[Referring expression data]
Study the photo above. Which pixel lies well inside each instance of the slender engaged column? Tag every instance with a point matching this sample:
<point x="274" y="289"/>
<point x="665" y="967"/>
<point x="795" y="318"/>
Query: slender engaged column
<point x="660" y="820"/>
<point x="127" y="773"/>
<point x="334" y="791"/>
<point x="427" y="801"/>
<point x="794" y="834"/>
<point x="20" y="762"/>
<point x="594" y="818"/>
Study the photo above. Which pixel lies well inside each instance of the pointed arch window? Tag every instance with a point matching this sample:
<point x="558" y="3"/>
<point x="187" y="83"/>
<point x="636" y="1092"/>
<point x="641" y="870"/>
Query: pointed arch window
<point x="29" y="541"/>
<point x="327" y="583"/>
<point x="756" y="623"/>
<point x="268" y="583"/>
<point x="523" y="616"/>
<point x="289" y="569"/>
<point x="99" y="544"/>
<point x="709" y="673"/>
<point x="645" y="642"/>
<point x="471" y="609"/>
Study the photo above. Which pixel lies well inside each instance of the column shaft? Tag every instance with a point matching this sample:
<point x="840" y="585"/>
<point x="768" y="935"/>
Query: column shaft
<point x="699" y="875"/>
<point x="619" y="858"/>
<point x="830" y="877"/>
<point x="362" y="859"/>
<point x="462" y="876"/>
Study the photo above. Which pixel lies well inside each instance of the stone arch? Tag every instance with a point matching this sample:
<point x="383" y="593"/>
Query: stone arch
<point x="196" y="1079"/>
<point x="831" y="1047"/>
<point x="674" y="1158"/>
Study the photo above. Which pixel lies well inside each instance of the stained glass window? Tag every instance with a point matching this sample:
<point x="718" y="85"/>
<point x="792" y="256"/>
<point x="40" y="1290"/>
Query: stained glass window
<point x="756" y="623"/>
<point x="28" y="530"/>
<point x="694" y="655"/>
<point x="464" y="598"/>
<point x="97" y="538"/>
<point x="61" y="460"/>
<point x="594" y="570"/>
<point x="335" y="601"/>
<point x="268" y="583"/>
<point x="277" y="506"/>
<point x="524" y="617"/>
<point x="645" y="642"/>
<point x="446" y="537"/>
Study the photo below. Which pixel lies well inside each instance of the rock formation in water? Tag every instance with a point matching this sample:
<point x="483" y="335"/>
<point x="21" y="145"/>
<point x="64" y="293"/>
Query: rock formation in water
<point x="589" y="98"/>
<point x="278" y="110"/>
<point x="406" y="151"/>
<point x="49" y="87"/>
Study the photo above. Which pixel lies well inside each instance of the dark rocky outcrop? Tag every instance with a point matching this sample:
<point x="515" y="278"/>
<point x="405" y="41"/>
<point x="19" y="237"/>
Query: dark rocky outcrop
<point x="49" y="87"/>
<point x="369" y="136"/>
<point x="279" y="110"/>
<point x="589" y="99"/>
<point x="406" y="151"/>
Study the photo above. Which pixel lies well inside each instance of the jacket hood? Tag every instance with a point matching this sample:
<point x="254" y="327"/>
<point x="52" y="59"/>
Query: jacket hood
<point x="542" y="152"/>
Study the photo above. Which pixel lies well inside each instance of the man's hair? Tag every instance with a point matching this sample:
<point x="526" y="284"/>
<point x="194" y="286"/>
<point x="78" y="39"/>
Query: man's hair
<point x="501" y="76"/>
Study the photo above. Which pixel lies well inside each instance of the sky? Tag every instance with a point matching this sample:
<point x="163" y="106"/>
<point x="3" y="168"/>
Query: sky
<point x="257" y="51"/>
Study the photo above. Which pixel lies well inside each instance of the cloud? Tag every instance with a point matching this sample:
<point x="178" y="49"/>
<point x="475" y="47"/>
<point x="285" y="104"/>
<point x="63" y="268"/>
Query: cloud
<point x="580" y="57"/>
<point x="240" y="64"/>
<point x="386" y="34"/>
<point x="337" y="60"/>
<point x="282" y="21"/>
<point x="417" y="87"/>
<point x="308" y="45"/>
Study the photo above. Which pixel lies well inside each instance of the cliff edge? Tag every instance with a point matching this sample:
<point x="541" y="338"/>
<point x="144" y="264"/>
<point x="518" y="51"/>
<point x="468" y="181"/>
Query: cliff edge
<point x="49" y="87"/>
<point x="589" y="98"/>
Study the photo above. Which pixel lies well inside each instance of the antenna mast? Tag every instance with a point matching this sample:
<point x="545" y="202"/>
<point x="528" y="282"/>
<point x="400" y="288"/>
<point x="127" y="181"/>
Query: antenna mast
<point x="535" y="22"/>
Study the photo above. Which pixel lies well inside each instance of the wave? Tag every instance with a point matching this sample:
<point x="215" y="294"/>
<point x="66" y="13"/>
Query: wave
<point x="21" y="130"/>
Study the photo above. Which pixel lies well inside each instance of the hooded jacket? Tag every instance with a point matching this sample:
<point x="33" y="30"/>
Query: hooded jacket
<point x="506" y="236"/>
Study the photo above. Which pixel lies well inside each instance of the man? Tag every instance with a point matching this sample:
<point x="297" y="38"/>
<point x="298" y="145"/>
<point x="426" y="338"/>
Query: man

• [Task prompt] Could you reproduce every record above exactly as it appears?

• [Answer area]
Study the photo above. Which pixel lies well inside each instance of the slender engaged column? Tag every instance with a point matching this sample:
<point x="274" y="289"/>
<point x="665" y="967"/>
<point x="795" y="318"/>
Query: slender engaged column
<point x="660" y="820"/>
<point x="127" y="773"/>
<point x="334" y="791"/>
<point x="427" y="801"/>
<point x="794" y="834"/>
<point x="20" y="762"/>
<point x="594" y="818"/>
Study the photo above. Which pixel lies well inside each instance of the pointed arch window? Tag every instance with a point matching this sample:
<point x="558" y="3"/>
<point x="187" y="83"/>
<point x="636" y="1092"/>
<point x="641" y="870"/>
Query: pointed arch window
<point x="29" y="541"/>
<point x="327" y="583"/>
<point x="756" y="623"/>
<point x="268" y="583"/>
<point x="523" y="616"/>
<point x="289" y="569"/>
<point x="99" y="544"/>
<point x="709" y="673"/>
<point x="645" y="642"/>
<point x="471" y="609"/>
Study the photo above. Which pixel lies well inside each instance of the column shaft? Tag every instance with a point matching this sample:
<point x="840" y="585"/>
<point x="768" y="935"/>
Query: column shaft
<point x="699" y="875"/>
<point x="619" y="858"/>
<point x="830" y="877"/>
<point x="362" y="859"/>
<point x="462" y="876"/>
Study the photo above. Which pixel lies well inside each instance of the stone arch? Tag every instance with a point matching this sample:
<point x="383" y="593"/>
Query: stone arch
<point x="196" y="1079"/>
<point x="831" y="1047"/>
<point x="674" y="1158"/>
Study the photo above. Which pixel lies well inside each instance of the stained glass window? Tag every instance with a point matching this sample:
<point x="718" y="85"/>
<point x="792" y="256"/>
<point x="40" y="1290"/>
Query: stained glass window
<point x="756" y="623"/>
<point x="28" y="530"/>
<point x="694" y="655"/>
<point x="464" y="598"/>
<point x="97" y="538"/>
<point x="61" y="460"/>
<point x="594" y="570"/>
<point x="335" y="601"/>
<point x="268" y="583"/>
<point x="277" y="506"/>
<point x="524" y="617"/>
<point x="645" y="642"/>
<point x="446" y="537"/>
Study the photo below. Which pixel lies well inside each instance of the rock formation in water? Tag every instance with a point matching this sample:
<point x="483" y="335"/>
<point x="21" y="145"/>
<point x="64" y="293"/>
Query: rock formation in water
<point x="589" y="98"/>
<point x="278" y="110"/>
<point x="406" y="151"/>
<point x="49" y="87"/>
Study the photo above. Which pixel lies well inside each instance of the dark rocky outcrop? Tag every instance with a point matching this sample:
<point x="515" y="278"/>
<point x="405" y="41"/>
<point x="19" y="237"/>
Query: dark rocky outcrop
<point x="49" y="87"/>
<point x="369" y="136"/>
<point x="279" y="110"/>
<point x="589" y="99"/>
<point x="406" y="151"/>
Study the photo above. Which pixel lies well inside each instance of the jacket hood? Tag every instance with a point matching this sample:
<point x="254" y="327"/>
<point x="52" y="59"/>
Query: jacket hood
<point x="542" y="152"/>
Study the photo above. Which pixel lies well inside each instance of the man's hair? Tag every instance with a point matching this sample:
<point x="526" y="284"/>
<point x="194" y="286"/>
<point x="78" y="39"/>
Query: man's hair
<point x="501" y="76"/>
Study the photo above. Which pixel lies well inside each instance of the sky? Tag every instance with a point matching this sample:
<point x="163" y="106"/>
<point x="3" y="168"/>
Query: sky
<point x="257" y="51"/>
Study the photo above. Which pixel lies well inside each instance of the cloud? Tag every instance with a point matching this sample:
<point x="178" y="49"/>
<point x="475" y="47"/>
<point x="285" y="104"/>
<point x="63" y="268"/>
Query: cloud
<point x="580" y="57"/>
<point x="240" y="64"/>
<point x="386" y="34"/>
<point x="337" y="60"/>
<point x="282" y="21"/>
<point x="417" y="87"/>
<point x="308" y="45"/>
Study the photo above. Which pixel lies well inside each instance of the cliff edge? Tag every instance with a point matching this sample:
<point x="541" y="338"/>
<point x="144" y="264"/>
<point x="518" y="51"/>
<point x="468" y="181"/>
Query: cliff edge
<point x="49" y="87"/>
<point x="589" y="98"/>
Study the photo above. Which pixel lies well inside each instance of the antenna mast? Tag every instance with a point matching this sample:
<point x="545" y="202"/>
<point x="528" y="282"/>
<point x="400" y="288"/>
<point x="127" y="181"/>
Query: antenna mast
<point x="535" y="22"/>
Study the photo above. Which pixel lies well inside each instance of the wave? Tag every instance with a point matching this sample:
<point x="215" y="294"/>
<point x="66" y="13"/>
Query: wave
<point x="21" y="130"/>
Study the photo above. Which pixel lies well inside each instance of the hooded jacket? Tag every instance with a point matching this sample:
<point x="33" y="30"/>
Query: hooded jacket
<point x="506" y="236"/>
Study the photo above. Which pixel lies well inside each instance of the man? Tag every instance with a point matching this sample:
<point x="297" y="38"/>
<point x="298" y="145"/>
<point x="426" y="338"/>
Query: man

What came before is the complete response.